AVAILABLE RECORDS:
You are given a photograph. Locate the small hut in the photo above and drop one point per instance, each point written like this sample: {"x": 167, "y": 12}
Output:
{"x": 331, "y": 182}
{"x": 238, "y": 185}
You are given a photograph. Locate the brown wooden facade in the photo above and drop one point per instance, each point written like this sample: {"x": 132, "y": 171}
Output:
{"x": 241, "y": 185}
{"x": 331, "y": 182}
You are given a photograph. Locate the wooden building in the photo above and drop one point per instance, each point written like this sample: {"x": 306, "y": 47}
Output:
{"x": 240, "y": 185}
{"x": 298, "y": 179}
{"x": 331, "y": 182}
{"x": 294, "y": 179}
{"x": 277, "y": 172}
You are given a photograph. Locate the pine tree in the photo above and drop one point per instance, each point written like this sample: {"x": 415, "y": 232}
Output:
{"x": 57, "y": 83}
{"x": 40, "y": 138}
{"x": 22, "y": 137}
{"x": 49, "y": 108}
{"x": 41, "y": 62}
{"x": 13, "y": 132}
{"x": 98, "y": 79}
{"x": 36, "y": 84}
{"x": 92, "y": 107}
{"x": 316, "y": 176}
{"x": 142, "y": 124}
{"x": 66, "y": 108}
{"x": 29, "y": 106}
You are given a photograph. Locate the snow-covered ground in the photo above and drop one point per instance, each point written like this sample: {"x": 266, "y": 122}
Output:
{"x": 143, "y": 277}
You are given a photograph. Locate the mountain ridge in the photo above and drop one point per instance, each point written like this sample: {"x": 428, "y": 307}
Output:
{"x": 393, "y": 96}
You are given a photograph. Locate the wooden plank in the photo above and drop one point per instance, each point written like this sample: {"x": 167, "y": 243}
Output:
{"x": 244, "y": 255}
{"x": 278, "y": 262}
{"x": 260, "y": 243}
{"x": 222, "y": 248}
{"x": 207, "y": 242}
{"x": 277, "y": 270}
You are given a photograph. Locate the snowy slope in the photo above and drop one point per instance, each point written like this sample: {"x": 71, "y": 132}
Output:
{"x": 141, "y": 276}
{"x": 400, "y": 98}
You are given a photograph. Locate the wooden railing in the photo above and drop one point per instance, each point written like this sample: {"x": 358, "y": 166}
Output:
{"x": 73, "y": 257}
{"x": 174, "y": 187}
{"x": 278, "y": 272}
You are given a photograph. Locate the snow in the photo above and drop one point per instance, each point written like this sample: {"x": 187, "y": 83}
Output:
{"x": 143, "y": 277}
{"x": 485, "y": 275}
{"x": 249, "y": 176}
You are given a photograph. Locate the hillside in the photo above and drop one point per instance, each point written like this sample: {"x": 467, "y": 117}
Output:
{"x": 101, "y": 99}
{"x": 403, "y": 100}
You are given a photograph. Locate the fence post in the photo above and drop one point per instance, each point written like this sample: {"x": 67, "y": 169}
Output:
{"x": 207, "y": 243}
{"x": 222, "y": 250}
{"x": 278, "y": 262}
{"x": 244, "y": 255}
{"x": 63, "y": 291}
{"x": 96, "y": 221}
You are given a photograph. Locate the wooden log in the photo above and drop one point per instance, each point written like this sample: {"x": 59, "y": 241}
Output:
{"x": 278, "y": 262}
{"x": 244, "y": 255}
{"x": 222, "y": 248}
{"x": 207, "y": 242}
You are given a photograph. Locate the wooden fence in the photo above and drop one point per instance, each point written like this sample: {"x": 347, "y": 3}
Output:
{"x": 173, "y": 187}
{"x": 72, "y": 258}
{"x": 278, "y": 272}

---

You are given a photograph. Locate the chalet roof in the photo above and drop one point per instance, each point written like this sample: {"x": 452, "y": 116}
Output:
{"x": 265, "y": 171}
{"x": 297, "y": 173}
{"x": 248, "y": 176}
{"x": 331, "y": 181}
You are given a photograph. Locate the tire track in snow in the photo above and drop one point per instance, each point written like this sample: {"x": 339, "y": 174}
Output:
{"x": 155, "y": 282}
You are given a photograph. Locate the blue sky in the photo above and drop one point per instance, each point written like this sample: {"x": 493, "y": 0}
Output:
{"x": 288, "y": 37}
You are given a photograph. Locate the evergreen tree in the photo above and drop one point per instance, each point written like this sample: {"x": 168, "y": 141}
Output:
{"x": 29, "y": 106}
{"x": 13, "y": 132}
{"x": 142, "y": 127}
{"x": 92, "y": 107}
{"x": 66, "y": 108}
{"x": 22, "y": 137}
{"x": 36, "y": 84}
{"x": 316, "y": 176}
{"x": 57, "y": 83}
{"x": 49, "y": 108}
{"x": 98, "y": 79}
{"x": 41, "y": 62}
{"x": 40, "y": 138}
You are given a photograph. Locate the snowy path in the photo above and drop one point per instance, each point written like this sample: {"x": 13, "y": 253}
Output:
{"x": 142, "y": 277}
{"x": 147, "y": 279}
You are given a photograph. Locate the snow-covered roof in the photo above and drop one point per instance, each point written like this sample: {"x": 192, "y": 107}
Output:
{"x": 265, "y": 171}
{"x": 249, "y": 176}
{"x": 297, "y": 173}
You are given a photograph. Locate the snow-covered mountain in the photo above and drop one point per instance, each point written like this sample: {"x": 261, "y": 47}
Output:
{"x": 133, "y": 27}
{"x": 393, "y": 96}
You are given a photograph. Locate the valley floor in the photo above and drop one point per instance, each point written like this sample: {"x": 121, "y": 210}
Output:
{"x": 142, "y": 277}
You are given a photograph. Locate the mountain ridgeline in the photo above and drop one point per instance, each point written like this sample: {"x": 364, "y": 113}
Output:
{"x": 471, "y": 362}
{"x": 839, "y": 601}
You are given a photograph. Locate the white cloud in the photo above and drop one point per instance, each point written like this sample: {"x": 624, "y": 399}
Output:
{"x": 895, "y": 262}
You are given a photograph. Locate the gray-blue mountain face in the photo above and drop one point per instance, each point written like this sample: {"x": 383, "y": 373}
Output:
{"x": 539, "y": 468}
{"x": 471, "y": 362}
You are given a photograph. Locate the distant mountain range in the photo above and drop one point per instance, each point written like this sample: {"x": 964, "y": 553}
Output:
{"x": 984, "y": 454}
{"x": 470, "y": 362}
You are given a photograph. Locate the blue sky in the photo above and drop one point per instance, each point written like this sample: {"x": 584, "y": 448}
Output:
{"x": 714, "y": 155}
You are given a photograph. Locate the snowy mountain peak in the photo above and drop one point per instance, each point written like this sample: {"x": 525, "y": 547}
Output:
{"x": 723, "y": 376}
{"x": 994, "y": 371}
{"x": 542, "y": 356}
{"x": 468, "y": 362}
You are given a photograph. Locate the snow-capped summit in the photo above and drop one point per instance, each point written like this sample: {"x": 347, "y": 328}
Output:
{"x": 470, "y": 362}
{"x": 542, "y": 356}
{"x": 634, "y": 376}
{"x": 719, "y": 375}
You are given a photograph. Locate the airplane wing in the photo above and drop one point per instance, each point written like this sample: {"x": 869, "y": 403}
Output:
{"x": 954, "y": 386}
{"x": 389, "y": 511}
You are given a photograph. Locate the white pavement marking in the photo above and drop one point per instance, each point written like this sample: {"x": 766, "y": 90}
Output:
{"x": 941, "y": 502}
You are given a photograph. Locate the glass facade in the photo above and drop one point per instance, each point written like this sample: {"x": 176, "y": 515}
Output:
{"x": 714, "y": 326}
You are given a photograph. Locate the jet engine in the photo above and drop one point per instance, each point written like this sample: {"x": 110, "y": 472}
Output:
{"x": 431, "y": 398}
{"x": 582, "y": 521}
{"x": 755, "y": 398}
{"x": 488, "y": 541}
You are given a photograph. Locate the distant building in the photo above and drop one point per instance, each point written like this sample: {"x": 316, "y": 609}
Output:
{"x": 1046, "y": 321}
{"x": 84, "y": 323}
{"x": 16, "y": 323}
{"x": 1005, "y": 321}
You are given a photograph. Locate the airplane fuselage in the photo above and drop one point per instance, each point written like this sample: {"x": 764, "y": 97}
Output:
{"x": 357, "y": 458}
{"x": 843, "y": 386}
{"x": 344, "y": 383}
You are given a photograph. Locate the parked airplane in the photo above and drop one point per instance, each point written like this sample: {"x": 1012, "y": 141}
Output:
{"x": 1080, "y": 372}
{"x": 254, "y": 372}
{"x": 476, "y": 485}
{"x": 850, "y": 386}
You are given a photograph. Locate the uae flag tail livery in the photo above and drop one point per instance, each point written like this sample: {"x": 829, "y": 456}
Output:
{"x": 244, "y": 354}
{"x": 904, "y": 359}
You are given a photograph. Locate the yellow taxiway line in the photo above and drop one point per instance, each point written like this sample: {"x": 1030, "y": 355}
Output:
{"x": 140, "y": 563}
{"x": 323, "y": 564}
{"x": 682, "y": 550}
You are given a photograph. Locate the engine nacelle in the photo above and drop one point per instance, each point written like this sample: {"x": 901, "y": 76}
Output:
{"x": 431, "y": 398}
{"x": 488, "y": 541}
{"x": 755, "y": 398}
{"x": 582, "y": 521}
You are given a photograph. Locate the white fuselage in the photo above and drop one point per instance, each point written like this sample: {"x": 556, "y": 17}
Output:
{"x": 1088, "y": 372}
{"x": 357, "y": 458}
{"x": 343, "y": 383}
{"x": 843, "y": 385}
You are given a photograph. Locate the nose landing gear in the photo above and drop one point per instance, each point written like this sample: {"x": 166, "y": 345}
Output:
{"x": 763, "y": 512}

INSTRUCTIONS TO FOLLOW: Each line in the entries above, starting at the line with "You are given a photograph. Locate the small" and ending at the line with "You are given a photograph. Locate the snow-covered ground", is to be printed exactly, and only those lines.

REPLY TO THE TASK:
You are given a photograph. Locate the small hut in the photo above and drop one point per instance, each point written like this sample: {"x": 167, "y": 12}
Output:
{"x": 331, "y": 182}
{"x": 238, "y": 185}
You are given a photograph. Locate the brown wooden facade in the photo above and drop one point per instance, each point written like this sample: {"x": 132, "y": 171}
Output:
{"x": 241, "y": 185}
{"x": 331, "y": 182}
You are given a photograph. Locate the wooden building in the photo above and drop one point per instance, each point written like this sample: {"x": 306, "y": 47}
Output:
{"x": 240, "y": 185}
{"x": 298, "y": 179}
{"x": 331, "y": 182}
{"x": 294, "y": 179}
{"x": 277, "y": 172}
You are given a photograph. Locate the pine tree in the photo above and drop one point per instance, each point written like this sample: {"x": 415, "y": 232}
Output:
{"x": 57, "y": 83}
{"x": 40, "y": 138}
{"x": 22, "y": 137}
{"x": 49, "y": 108}
{"x": 41, "y": 62}
{"x": 13, "y": 132}
{"x": 98, "y": 79}
{"x": 36, "y": 84}
{"x": 92, "y": 107}
{"x": 316, "y": 176}
{"x": 142, "y": 124}
{"x": 66, "y": 108}
{"x": 29, "y": 106}
You are given a photograph. Locate the snow-covered ground in the photo above and drop one point per instance, each point written like this sample: {"x": 266, "y": 122}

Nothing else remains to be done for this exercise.